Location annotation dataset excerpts
"""
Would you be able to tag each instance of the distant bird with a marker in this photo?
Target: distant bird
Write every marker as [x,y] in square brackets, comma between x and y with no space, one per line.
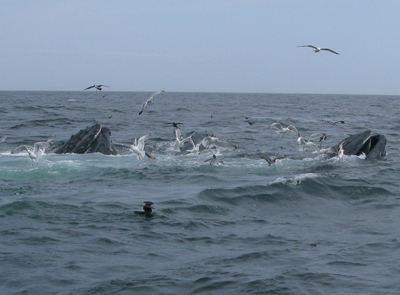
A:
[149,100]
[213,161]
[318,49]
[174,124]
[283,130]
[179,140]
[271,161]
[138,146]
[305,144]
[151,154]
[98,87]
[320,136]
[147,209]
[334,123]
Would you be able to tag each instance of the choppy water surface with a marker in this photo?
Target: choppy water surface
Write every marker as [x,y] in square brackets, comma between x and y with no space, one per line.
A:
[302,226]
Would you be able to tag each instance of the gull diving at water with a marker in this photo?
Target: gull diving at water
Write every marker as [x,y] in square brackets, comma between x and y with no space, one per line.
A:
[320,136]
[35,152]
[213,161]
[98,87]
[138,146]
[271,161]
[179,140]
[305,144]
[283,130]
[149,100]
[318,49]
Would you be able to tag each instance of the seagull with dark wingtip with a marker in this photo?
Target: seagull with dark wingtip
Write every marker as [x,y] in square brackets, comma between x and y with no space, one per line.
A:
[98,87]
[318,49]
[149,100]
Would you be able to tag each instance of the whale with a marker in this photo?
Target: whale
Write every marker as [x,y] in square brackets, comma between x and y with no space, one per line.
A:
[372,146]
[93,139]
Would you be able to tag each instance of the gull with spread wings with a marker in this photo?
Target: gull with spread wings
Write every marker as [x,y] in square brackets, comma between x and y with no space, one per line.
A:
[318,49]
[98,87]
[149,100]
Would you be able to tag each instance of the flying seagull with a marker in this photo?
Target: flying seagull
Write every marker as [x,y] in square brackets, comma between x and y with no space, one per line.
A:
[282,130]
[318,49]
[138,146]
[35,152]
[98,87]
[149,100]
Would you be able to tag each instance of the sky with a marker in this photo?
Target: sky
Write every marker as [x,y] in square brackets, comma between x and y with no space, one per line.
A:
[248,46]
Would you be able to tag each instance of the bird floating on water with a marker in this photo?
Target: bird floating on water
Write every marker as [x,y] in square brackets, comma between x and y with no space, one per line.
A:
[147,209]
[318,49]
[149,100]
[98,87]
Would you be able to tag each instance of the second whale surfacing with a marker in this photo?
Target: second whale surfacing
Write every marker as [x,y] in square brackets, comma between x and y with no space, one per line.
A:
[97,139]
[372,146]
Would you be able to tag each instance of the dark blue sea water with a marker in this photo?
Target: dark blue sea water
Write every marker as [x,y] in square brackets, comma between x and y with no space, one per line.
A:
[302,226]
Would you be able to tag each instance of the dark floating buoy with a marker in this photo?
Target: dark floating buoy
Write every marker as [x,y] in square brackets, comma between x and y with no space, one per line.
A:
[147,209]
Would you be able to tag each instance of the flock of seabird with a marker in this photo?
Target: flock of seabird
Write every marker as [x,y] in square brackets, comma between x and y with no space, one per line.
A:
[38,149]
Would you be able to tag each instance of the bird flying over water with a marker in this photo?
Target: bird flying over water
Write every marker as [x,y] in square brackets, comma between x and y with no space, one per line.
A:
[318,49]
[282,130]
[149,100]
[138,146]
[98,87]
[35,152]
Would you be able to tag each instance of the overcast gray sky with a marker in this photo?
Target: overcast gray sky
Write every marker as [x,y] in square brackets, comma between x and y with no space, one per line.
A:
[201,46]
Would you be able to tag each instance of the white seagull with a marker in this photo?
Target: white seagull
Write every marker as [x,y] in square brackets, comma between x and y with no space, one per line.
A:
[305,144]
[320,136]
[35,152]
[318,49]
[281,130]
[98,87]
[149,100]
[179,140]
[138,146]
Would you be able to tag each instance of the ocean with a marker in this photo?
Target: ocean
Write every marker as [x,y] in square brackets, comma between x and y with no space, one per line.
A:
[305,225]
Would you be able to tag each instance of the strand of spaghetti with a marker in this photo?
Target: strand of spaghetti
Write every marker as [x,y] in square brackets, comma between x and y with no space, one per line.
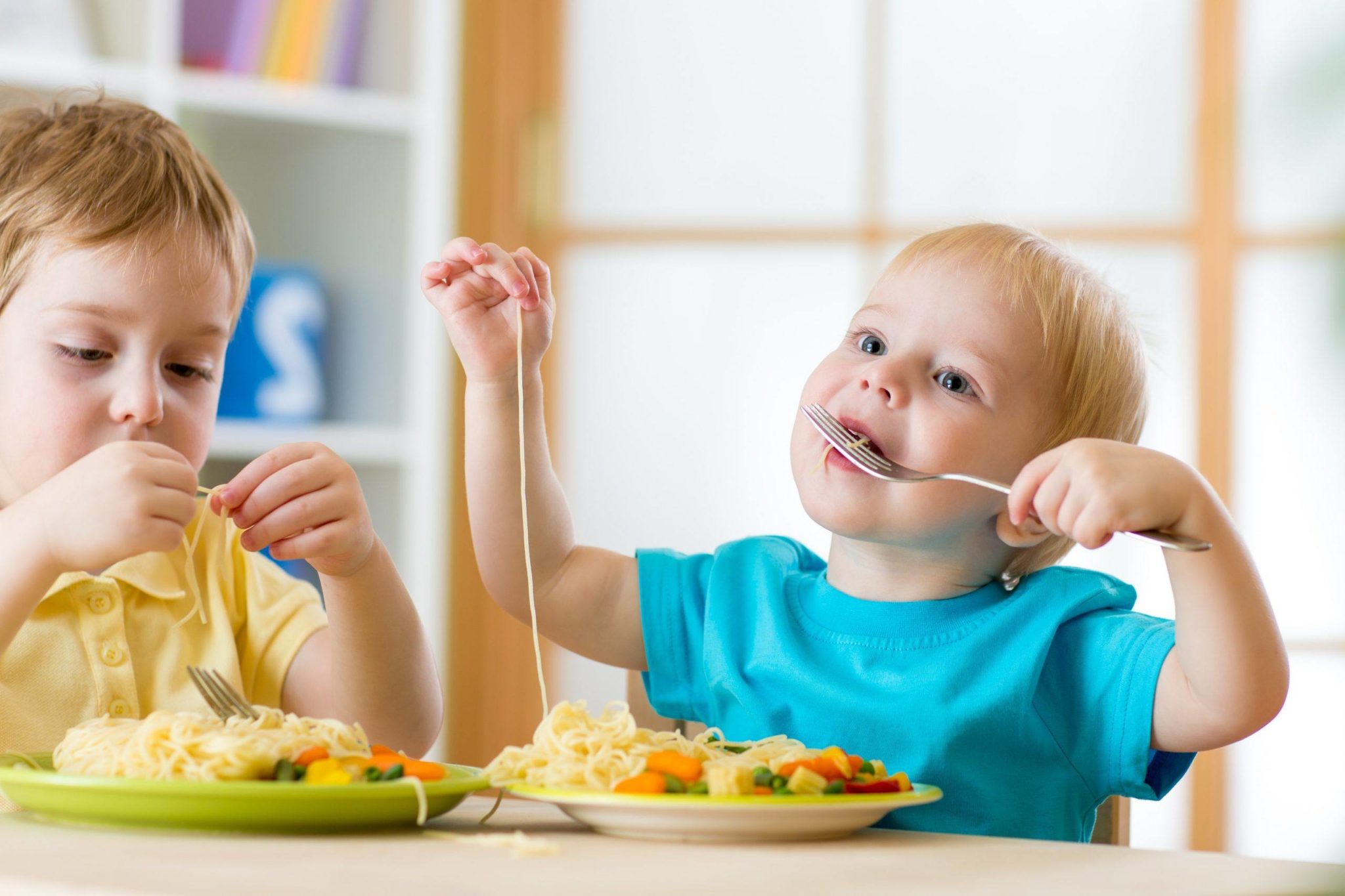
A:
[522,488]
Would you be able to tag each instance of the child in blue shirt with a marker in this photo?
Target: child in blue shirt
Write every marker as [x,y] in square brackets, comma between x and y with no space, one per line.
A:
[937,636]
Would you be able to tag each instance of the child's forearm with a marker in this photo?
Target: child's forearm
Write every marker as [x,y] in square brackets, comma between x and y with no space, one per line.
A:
"""
→ **Task objective**: Pictures stay out; retype only the lines from the line containing "over water with a marker in this photo?" through the end of the listing, inclusive, exactly as they appear.

→ **The reply**:
Would you be able to tag each instance of the bird flying over water with a marker in this photo?
Target: bird flying over water
Write every marker as [x,y] in square brackets, comma between x and y with no space, one per line.
A:
[318,49]
[282,130]
[149,100]
[138,146]
[98,87]
[35,152]
Would you be able to tag each instance of the overcast gray sky with a marker in this photo?
Target: overcast gray sky
Write every marker as [x,y] in square brackets, comma between x and y with no space, one per line.
A:
[201,46]
Would you be able to tag each instance of the white seagull with a marker in this photo?
Target: white seagull
Write every marker as [x,y] in square brackets, comma between x and y with no space, one per line.
A:
[305,144]
[320,136]
[35,152]
[318,49]
[281,130]
[98,87]
[149,100]
[179,140]
[138,146]
Would you be able to tag each instance of the ocean with a marker in this photo?
Target: ocean
Write every marker as [x,y] in square brackets, comma between x and y with no space, one per line.
A:
[305,225]
Would you be able to tag each instance of the strand of spaghetti with a marker in this photo?
Target: strand of spaghetti
Write every marker as [x,y] in square brackets, comma between x and y with no space, one per line.
A:
[522,488]
Would you be able to tag each instance of the child in blue shirt with a marker in this photo?
Target: child in blue shirt
Write every marker as [x,y] in square brackets, comma between x and y with no space, one per line.
A:
[937,636]
Would you be able to tag each instance of the child's forearm with a marker in this photo?
Target: child's forearm
Write every marker as [x,y] in square brackets, comma between x and y with no space, one per line.
A:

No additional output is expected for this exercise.